SCHRIFTLICHE AUFGABE 1
Warum hat sich Dieter Segert laut dem vorgegebenen Text aus der Enquete-Kommission zurückgezogen?

VORGEGEBENER TEXT
Wissenschaftler verlässt Enquete-Kommission zur Stolpe-Ära. Mitglieder einig über Arbeitsprogramm

Potsdam - Erster Eklat in der Enquete-Kommission zum Umgang mit der SED-Diktatur in Brandenburg nach 1990: Der von den Linken nominierte Politikwissenschaftler Dieter Segert von der Universität Wien hat sich aus dem Gremium wieder zurückgezogen – weil er sich nicht wie die anderen Sachverständigen einer Stasi-Überprüfung unterziehen wollte. Die Linke müsse nun kurzfristig einen Nachfolger benennen, sagte Kommissions-Chefin Klara Geywitz (SPD) auf der Sitzung am Freitag.

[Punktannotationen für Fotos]
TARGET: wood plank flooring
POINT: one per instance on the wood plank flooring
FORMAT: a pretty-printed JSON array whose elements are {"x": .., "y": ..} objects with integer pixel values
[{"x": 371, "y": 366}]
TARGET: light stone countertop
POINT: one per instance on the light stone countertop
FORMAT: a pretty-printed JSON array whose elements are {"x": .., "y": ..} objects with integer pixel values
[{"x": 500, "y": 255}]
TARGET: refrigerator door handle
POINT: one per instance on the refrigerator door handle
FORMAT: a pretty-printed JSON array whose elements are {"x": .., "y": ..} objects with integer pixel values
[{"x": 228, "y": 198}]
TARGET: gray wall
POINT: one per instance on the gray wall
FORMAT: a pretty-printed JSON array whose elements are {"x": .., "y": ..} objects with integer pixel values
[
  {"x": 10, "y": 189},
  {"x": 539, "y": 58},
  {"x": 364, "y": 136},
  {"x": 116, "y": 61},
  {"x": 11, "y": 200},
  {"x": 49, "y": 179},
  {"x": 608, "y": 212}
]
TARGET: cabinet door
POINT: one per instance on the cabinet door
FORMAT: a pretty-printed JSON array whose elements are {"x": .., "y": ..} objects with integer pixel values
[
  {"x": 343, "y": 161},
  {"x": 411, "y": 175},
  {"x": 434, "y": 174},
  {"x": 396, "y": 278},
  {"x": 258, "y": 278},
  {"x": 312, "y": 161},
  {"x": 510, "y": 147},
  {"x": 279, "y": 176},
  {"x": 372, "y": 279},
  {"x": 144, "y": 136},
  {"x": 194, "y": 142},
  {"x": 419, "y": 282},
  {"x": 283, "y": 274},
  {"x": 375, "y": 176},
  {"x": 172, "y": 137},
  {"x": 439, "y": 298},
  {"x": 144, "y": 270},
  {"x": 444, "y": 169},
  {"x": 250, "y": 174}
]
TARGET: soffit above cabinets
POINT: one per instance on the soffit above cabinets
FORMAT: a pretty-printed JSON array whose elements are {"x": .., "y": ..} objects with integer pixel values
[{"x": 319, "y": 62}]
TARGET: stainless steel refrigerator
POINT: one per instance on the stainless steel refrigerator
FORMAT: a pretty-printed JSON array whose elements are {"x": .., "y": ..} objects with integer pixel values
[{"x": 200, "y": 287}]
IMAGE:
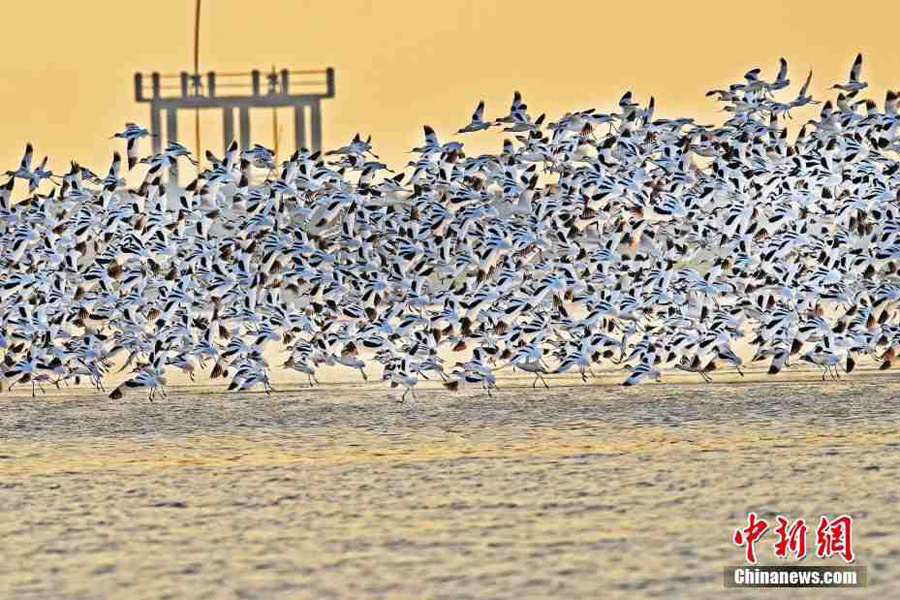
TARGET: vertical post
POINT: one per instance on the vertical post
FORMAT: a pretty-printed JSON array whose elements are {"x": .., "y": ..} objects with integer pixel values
[
  {"x": 244, "y": 112},
  {"x": 172, "y": 136},
  {"x": 155, "y": 127},
  {"x": 329, "y": 80},
  {"x": 316, "y": 122},
  {"x": 154, "y": 77},
  {"x": 300, "y": 126},
  {"x": 228, "y": 125}
]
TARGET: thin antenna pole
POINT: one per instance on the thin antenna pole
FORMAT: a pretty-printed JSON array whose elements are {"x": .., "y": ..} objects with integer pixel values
[
  {"x": 275, "y": 121},
  {"x": 197, "y": 75}
]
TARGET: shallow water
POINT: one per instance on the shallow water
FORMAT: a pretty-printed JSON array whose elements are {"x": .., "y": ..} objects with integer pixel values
[{"x": 341, "y": 492}]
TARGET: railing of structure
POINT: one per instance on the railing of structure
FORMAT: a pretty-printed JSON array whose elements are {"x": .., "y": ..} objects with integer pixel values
[{"x": 172, "y": 86}]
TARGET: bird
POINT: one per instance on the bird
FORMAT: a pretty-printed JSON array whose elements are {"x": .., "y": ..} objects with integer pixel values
[
  {"x": 649, "y": 247},
  {"x": 477, "y": 122}
]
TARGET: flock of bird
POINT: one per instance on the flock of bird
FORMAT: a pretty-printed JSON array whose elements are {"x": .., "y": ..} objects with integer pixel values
[{"x": 619, "y": 239}]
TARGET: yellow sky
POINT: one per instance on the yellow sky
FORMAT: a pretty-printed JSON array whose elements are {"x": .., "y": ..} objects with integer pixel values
[{"x": 67, "y": 67}]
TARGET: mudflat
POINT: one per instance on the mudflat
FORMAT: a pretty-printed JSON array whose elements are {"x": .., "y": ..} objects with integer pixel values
[{"x": 342, "y": 492}]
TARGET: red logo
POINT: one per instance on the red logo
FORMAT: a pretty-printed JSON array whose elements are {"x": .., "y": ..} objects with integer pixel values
[
  {"x": 833, "y": 537},
  {"x": 791, "y": 538},
  {"x": 749, "y": 535}
]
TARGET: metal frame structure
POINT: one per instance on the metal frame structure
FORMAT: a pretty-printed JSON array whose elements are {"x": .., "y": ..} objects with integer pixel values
[{"x": 242, "y": 91}]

SCHRIFTLICHE AUFGABE 2
Übertrage den Abschnitt der Auflistung, der mit der Zeile beginnt, die „TARGET: metal frame structure“ enthält, und mit dem Ende der Auflistung schließt, in eine Markdown-Tabelle mit den Spalten „Nr.“ und „Zeile“. Leerzeilen entfallen.

AUFGABENERGEBNIS 1
Weil er sich nicht wie die anderen Sachverständigen einer Stasi-Überprüfung unterziehen wollte.

AUFGABENERGEBNIS 2
| Nr. | Zeile |
|---|---|
| 1 | TARGET: metal frame structure |
| 2 | POINT: one per instance on the metal frame structure |
| 3 | FORMAT: a pretty-printed JSON array whose elements are {"x": .., "y": ..} objects with integer pixel values |
| 4 | [{"x": 242, "y": 91}] |